_Texte extrait_:
--

Parfois les lecteurs que je rencontre, les personnes que je croise, me demandent si je suis corse...
Probablement parce Julie, l'héroïne de "Je leur dirai que j'ai rêvé" est corse, ou parce certains auront constaté, sur certaines photos, qu'il m'arrive de porter un pendentif en forme de Corse, ou parce que j'y ai habité plusieurs années, ou parce que j'y retourne régulièrement, ou parce que tous ceux qui me connaissant savent combien j'y suis viscéralement attachée...
Voici donc quelques éclaircissements !
A ma connaissance, je n'ai pas d'origines corses. Je suis née au milieu des volcans, en Auvergne. Dans les montagnes, donc. Et dans une région restée authentique, avec de grands espaces préservés, et un peu isolée, aussi. Habitée par des gens parfois un peu "ours" au premier abord comme diront certains, mais au grand coeur et d'une grande générosité. Voilà déjà quelques points communs avec la Corse. Mais ça, je ne le savais pas encore.
Jusqu'à cet été 1990...
Avec le comité d'entreprise de mon père, j'avais accès à des colonies de vacances à prix raisonnable. Pour cet été-là, j'ai jeté mon dévolu sur la Corse. On m'avait dit que c'était beau (classique et banal me direz-vous : tout le monde le sait). On ne m'avait pas dit la suite. On ne m'avait pas dit que le coup de foudre n'existait pas qu'en amour. On ne m'avait pas dit que je ne pourrai jamais quitter cette île sans avoir la certitude d'y revenir.

--

_Données extraites_:
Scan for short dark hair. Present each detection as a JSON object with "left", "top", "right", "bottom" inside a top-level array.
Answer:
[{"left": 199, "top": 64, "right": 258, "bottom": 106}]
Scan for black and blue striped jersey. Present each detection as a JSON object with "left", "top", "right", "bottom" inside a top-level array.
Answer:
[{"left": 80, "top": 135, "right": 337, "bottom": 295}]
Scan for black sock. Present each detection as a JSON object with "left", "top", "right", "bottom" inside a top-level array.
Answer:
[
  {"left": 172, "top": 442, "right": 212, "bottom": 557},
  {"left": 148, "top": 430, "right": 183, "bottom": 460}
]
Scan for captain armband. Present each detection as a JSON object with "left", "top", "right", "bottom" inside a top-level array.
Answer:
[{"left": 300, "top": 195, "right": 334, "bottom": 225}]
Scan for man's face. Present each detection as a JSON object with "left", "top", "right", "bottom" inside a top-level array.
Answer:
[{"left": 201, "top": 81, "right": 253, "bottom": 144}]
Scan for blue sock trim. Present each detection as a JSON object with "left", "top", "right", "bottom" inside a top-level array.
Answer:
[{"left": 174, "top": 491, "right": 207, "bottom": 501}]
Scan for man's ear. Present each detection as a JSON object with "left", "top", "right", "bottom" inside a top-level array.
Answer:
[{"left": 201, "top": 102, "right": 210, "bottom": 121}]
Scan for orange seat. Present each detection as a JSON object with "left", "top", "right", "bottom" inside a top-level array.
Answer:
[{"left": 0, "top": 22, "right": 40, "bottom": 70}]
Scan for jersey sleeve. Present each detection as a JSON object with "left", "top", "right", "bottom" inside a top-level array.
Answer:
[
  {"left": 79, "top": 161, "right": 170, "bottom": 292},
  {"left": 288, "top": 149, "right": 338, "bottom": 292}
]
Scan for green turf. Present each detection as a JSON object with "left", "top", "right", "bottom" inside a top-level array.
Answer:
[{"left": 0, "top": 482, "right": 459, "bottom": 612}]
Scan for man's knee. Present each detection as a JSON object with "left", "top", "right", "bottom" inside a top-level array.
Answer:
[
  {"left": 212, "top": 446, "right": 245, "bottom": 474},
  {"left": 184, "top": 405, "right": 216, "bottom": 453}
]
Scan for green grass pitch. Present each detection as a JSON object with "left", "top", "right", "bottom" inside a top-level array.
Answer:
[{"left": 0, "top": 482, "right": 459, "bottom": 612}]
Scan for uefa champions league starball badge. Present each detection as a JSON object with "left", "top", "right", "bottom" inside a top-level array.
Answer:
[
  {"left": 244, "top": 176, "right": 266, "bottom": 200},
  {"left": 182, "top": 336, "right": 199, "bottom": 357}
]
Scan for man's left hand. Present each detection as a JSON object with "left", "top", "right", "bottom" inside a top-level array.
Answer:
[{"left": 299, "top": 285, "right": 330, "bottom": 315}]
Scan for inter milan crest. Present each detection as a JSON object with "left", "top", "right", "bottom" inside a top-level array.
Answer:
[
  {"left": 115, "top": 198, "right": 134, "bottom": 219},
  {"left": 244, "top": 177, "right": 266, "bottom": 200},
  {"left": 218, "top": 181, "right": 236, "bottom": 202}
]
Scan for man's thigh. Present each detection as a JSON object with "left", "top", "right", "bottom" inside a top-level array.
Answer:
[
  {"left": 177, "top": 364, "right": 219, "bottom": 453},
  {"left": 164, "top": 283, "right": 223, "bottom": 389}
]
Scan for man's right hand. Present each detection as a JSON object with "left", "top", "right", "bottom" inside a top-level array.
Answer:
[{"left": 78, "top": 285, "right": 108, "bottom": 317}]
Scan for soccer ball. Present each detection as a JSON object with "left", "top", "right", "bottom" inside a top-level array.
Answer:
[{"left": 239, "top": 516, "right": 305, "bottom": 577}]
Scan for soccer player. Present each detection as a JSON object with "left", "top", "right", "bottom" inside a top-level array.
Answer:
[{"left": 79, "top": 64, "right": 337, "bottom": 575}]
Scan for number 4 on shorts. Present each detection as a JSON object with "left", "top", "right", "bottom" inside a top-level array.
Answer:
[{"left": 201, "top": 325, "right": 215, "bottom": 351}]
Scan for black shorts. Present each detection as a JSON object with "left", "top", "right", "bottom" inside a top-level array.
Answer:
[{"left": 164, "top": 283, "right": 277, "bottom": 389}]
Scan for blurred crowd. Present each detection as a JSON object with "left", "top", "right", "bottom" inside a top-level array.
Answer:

--

_Demande formulée_:
Recopiez mot pour mot le passage du texte sur la Corse compris entre « Voici donc quelques » et « cet été 1990... », ces deux bornes incluses.

_Résultat obtenu_:
Voici donc quelques éclaircissements !
A ma connaissance, je n'ai pas d'origines corses. Je suis née au milieu des volcans, en Auvergne. Dans les montagnes, donc. Et dans une région restée authentique, avec de grands espaces préservés, et un peu isolée, aussi. Habitée par des gens parfois un peu "ours" au premier abord comme diront certains, mais au grand coeur et d'une grande générosité. Voilà déjà quelques points communs avec la Corse. Mais ça, je ne le savais pas encore.
Jusqu'à cet été 1990...